REQUIRED TASKS -
- 1) List the concentrations that the passage on TMA and aHUS attributes to the patient's hemolysis in vivo.
- 2) Write out the passage on TMA and aHUS word for word from "ALT, AST, LDH" up to and including "in bilirubin underestimation.".

TEXT PASSAGE -
Diagnosis of TMA during pregnancy and postpartum is challenging due to the broad variability of the clinical manifestations of potentially overlapping entities. Since diagnosis is challenging, the clinical laboratory plays a major role in differential diagnosis and the management of the disease. Diagnosis of pregnancy-associated aHUS is based on a diagnosis of exclusion, after other causes of TMA are ruled out. Delayed diagnosis and failure to establish early treatment may be life-threatening.

aHUS is a rare, complex, multifactorial disease characterized by microangiopathic hemolytic anemia (hemoglobin <10 mg/dL; negative direct Coombs Test; elevated LDH; decreased haptoglobin; reticulocytosis; presence of schistocytes), thrombocytopenia (platelets <150 × 10⁹/L or decrease >25 % from baseline) and AKI [1, 2, 7, 8].

ALT, AST, LDH and potassium concentrations were the result of patient’s hemolysis in vivo rather than to hemolysis in vitro causing interference. Therefore, failure to report these results is considered malpractice. However, interference by this hemolysis causes a methodological interference that results in bilirubin underestimation.

Dataset entries -
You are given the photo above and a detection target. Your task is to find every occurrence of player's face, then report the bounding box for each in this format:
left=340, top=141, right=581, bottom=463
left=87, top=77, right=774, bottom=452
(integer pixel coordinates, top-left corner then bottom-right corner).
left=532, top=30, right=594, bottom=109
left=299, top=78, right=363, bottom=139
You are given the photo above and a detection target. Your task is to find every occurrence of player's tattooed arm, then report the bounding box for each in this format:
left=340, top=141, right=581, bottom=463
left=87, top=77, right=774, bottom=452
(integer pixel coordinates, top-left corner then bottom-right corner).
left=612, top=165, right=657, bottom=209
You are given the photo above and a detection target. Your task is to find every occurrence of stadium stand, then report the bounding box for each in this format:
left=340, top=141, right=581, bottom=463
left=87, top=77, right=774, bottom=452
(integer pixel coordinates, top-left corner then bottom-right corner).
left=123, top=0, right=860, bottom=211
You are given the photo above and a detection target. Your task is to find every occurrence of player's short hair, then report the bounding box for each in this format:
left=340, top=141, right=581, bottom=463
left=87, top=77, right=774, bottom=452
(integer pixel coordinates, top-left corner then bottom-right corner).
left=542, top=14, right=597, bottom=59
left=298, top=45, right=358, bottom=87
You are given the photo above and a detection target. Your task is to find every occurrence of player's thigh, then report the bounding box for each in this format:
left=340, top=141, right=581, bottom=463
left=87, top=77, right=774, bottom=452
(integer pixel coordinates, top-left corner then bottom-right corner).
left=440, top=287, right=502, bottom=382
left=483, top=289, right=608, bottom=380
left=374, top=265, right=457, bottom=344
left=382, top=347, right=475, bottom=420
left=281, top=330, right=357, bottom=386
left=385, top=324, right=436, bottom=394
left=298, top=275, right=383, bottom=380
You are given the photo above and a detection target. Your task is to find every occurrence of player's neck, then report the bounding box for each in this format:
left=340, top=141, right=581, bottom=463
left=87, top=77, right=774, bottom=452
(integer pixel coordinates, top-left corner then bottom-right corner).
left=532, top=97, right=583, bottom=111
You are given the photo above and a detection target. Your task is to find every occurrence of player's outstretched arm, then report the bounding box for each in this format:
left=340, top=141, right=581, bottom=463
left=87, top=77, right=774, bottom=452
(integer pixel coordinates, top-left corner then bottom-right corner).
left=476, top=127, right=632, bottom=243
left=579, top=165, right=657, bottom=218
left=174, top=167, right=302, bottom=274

ANSWERS TO THE EXERCISE -
- 1) ALT, AST, LDH, potassium

- 2)
ALT, AST, LDH and potassium concentrations were the result of patient’s hemolysis in vivo rather than to hemolysis in vitro causing interference. Therefore, failure to report these results is considered malpractice. However, interference by this hemolysis causes a methodological interference that results in bilirubin underestimation.